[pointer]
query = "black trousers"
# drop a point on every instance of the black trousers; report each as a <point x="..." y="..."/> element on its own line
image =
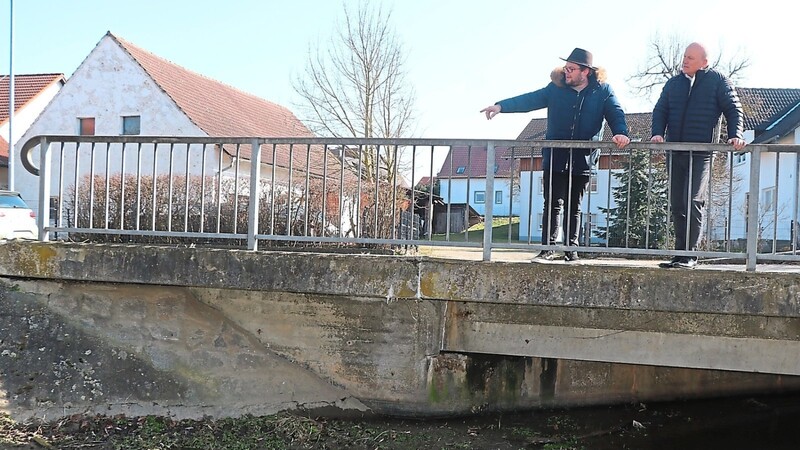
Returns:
<point x="689" y="174"/>
<point x="562" y="189"/>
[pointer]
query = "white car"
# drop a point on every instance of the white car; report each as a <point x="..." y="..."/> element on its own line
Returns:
<point x="17" y="219"/>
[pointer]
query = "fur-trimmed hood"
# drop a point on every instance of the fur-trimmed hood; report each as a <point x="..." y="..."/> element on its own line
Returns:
<point x="558" y="76"/>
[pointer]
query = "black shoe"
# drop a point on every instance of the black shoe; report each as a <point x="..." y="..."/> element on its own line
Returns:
<point x="686" y="263"/>
<point x="671" y="264"/>
<point x="546" y="255"/>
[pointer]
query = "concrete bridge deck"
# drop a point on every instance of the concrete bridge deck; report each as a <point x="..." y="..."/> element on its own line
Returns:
<point x="192" y="331"/>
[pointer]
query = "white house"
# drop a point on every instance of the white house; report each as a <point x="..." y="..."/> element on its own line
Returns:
<point x="462" y="179"/>
<point x="597" y="196"/>
<point x="31" y="94"/>
<point x="772" y="116"/>
<point x="121" y="89"/>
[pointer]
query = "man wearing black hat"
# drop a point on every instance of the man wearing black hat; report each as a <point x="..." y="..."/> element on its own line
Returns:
<point x="577" y="100"/>
<point x="688" y="110"/>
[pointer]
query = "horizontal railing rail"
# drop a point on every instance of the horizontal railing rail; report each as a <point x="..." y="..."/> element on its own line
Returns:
<point x="239" y="191"/>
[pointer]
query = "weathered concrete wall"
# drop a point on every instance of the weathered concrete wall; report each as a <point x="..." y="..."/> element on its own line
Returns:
<point x="189" y="332"/>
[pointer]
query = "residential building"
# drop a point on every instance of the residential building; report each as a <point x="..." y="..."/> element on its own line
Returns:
<point x="32" y="92"/>
<point x="122" y="89"/>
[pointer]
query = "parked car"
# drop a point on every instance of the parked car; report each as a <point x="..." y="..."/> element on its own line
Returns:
<point x="17" y="219"/>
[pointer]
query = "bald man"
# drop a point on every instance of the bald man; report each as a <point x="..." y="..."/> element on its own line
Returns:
<point x="688" y="110"/>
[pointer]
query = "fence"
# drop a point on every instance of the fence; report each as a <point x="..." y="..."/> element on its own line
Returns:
<point x="242" y="191"/>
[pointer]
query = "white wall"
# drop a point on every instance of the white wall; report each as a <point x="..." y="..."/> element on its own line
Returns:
<point x="455" y="191"/>
<point x="530" y="221"/>
<point x="109" y="84"/>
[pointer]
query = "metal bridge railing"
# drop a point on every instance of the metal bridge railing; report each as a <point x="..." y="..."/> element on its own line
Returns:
<point x="240" y="191"/>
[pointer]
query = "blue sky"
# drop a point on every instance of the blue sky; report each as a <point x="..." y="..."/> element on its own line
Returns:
<point x="462" y="55"/>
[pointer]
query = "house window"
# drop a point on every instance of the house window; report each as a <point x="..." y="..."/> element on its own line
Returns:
<point x="593" y="184"/>
<point x="131" y="125"/>
<point x="768" y="199"/>
<point x="86" y="126"/>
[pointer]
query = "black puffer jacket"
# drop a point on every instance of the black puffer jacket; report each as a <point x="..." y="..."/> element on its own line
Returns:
<point x="681" y="116"/>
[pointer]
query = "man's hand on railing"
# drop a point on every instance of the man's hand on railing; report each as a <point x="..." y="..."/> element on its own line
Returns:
<point x="621" y="140"/>
<point x="737" y="143"/>
<point x="491" y="111"/>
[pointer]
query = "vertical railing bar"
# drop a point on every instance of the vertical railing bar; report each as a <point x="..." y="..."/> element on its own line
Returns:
<point x="108" y="184"/>
<point x="775" y="198"/>
<point x="466" y="200"/>
<point x="255" y="194"/>
<point x="91" y="186"/>
<point x="752" y="209"/>
<point x="187" y="181"/>
<point x="138" y="184"/>
<point x="796" y="203"/>
<point x="61" y="181"/>
<point x="324" y="194"/>
<point x="628" y="200"/>
<point x="395" y="168"/>
<point x="307" y="189"/>
<point x="729" y="214"/>
<point x="430" y="215"/>
<point x="45" y="176"/>
<point x="359" y="217"/>
<point x="289" y="191"/>
<point x="155" y="179"/>
<point x="449" y="193"/>
<point x="489" y="205"/>
<point x="710" y="202"/>
<point x="236" y="187"/>
<point x="530" y="213"/>
<point x="170" y="185"/>
<point x="377" y="186"/>
<point x="272" y="190"/>
<point x="219" y="186"/>
<point x="341" y="196"/>
<point x="122" y="208"/>
<point x="611" y="166"/>
<point x="204" y="155"/>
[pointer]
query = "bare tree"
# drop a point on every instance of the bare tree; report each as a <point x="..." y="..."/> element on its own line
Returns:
<point x="356" y="87"/>
<point x="665" y="57"/>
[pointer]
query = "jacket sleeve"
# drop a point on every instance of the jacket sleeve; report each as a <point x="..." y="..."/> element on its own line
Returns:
<point x="614" y="115"/>
<point x="525" y="102"/>
<point x="661" y="113"/>
<point x="731" y="108"/>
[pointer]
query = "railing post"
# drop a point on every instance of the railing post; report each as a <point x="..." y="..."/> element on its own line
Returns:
<point x="489" y="205"/>
<point x="752" y="208"/>
<point x="255" y="194"/>
<point x="43" y="217"/>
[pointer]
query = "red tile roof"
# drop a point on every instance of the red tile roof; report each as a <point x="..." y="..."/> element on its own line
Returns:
<point x="224" y="111"/>
<point x="4" y="148"/>
<point x="471" y="163"/>
<point x="26" y="88"/>
<point x="762" y="106"/>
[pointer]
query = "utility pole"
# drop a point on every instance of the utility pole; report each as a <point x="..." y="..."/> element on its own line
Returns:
<point x="11" y="108"/>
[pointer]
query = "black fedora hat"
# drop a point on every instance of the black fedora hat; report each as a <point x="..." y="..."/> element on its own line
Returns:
<point x="581" y="57"/>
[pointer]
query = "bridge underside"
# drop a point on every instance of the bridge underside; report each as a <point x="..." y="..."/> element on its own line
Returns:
<point x="192" y="332"/>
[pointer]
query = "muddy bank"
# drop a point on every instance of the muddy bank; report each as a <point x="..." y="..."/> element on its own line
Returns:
<point x="768" y="422"/>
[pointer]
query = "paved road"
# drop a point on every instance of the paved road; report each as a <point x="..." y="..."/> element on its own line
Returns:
<point x="506" y="255"/>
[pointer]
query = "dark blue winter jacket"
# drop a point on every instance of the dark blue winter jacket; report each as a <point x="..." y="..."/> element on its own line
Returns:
<point x="572" y="115"/>
<point x="681" y="115"/>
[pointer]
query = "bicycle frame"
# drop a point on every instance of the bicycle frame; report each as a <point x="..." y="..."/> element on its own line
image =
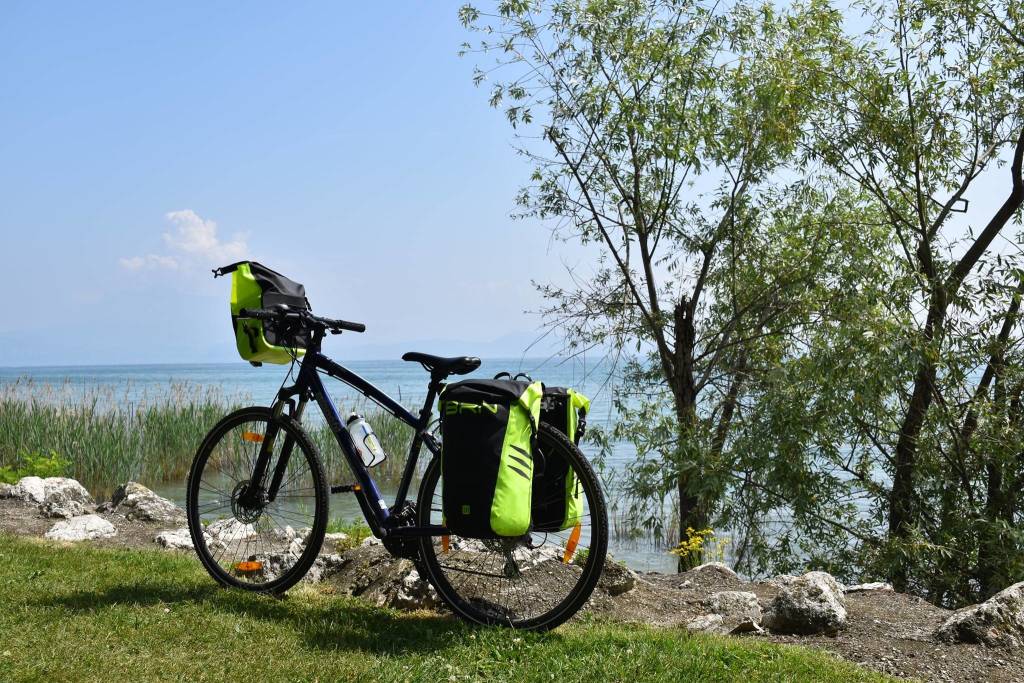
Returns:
<point x="308" y="385"/>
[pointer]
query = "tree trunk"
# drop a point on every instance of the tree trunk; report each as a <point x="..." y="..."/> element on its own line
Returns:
<point x="692" y="510"/>
<point x="902" y="514"/>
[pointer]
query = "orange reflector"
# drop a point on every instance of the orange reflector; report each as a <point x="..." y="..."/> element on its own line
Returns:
<point x="571" y="544"/>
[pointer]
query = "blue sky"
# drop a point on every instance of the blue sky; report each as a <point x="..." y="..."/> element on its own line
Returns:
<point x="342" y="143"/>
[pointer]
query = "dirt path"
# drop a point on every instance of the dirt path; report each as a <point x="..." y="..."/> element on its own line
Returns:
<point x="886" y="631"/>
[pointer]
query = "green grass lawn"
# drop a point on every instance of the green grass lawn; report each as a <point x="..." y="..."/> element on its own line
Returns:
<point x="78" y="613"/>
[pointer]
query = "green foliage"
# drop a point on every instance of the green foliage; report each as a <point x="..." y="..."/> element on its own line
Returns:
<point x="818" y="354"/>
<point x="160" y="616"/>
<point x="34" y="464"/>
<point x="355" y="530"/>
<point x="108" y="438"/>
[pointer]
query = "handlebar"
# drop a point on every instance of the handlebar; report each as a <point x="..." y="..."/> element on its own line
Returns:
<point x="284" y="313"/>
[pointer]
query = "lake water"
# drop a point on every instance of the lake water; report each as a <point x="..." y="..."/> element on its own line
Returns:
<point x="403" y="381"/>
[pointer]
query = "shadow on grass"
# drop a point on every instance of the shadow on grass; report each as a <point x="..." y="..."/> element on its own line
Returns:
<point x="325" y="623"/>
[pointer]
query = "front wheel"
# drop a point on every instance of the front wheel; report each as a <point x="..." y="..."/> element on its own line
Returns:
<point x="244" y="538"/>
<point x="536" y="582"/>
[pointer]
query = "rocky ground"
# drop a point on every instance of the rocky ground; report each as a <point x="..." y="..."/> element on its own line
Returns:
<point x="870" y="625"/>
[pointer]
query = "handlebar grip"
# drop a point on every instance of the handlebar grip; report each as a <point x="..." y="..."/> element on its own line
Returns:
<point x="351" y="327"/>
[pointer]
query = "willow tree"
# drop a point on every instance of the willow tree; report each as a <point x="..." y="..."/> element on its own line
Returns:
<point x="663" y="134"/>
<point x="928" y="110"/>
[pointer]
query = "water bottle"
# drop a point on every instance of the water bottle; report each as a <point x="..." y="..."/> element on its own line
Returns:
<point x="367" y="443"/>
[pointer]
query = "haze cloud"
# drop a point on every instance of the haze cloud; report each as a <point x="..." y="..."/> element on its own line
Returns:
<point x="193" y="242"/>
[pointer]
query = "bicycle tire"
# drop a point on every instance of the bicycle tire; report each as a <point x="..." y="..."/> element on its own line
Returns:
<point x="302" y="444"/>
<point x="467" y="606"/>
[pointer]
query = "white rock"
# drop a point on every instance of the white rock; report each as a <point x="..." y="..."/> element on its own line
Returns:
<point x="231" y="530"/>
<point x="996" y="622"/>
<point x="31" y="489"/>
<point x="616" y="579"/>
<point x="715" y="567"/>
<point x="177" y="539"/>
<point x="138" y="503"/>
<point x="708" y="624"/>
<point x="415" y="593"/>
<point x="877" y="586"/>
<point x="528" y="558"/>
<point x="65" y="498"/>
<point x="740" y="610"/>
<point x="82" y="528"/>
<point x="809" y="604"/>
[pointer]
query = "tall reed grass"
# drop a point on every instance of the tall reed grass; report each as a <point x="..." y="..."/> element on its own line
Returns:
<point x="111" y="436"/>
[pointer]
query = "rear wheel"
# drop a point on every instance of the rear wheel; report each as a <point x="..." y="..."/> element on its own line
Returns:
<point x="536" y="582"/>
<point x="243" y="539"/>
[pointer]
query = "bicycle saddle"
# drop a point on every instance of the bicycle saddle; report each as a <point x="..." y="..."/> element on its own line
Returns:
<point x="459" y="365"/>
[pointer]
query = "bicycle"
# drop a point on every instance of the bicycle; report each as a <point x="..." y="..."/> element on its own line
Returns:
<point x="258" y="511"/>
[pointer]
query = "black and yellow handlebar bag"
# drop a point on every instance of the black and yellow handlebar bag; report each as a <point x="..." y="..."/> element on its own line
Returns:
<point x="255" y="286"/>
<point x="488" y="428"/>
<point x="557" y="500"/>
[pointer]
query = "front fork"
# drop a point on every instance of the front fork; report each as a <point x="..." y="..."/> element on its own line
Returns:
<point x="252" y="496"/>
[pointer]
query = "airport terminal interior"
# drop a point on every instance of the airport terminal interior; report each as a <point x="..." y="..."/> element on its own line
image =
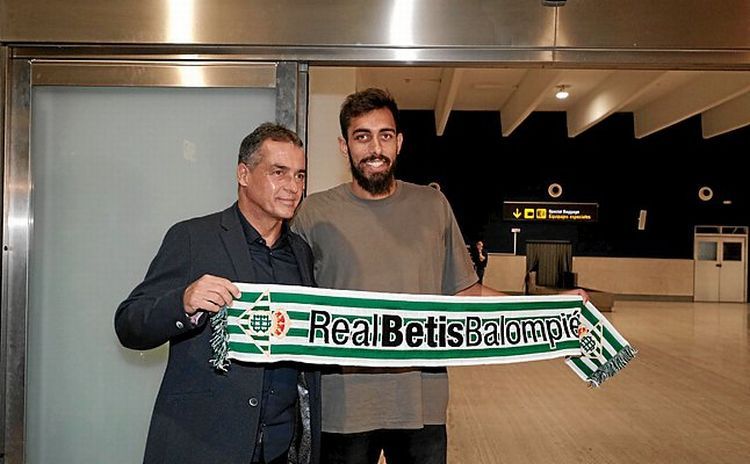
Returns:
<point x="597" y="144"/>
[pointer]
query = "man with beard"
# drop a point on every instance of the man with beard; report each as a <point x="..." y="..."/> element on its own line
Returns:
<point x="381" y="234"/>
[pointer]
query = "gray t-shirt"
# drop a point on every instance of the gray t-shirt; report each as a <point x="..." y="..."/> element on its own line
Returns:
<point x="408" y="242"/>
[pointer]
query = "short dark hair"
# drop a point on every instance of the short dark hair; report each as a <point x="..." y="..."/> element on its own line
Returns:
<point x="363" y="102"/>
<point x="250" y="146"/>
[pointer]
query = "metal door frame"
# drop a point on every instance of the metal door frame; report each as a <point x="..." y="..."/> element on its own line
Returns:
<point x="20" y="75"/>
<point x="719" y="233"/>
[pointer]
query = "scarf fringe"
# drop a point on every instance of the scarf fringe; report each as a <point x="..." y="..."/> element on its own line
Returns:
<point x="613" y="366"/>
<point x="220" y="341"/>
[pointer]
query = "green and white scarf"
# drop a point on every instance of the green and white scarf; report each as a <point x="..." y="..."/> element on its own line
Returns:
<point x="271" y="323"/>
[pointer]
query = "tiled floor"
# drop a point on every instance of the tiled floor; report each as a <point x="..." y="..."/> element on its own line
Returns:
<point x="684" y="399"/>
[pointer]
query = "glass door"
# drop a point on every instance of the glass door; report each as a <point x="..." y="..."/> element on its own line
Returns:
<point x="109" y="168"/>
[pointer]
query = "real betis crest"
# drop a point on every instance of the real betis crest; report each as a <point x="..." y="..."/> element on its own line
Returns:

******************************

• TASK DIRECTIONS
Extract each line of the data above that contains the string "terminal". Case counts.

• TASK OUTPUT
query = "airport terminal interior"
# drop a point on every instance of the airport terminal interior; report each as a <point x="..." y="..."/> element on its own line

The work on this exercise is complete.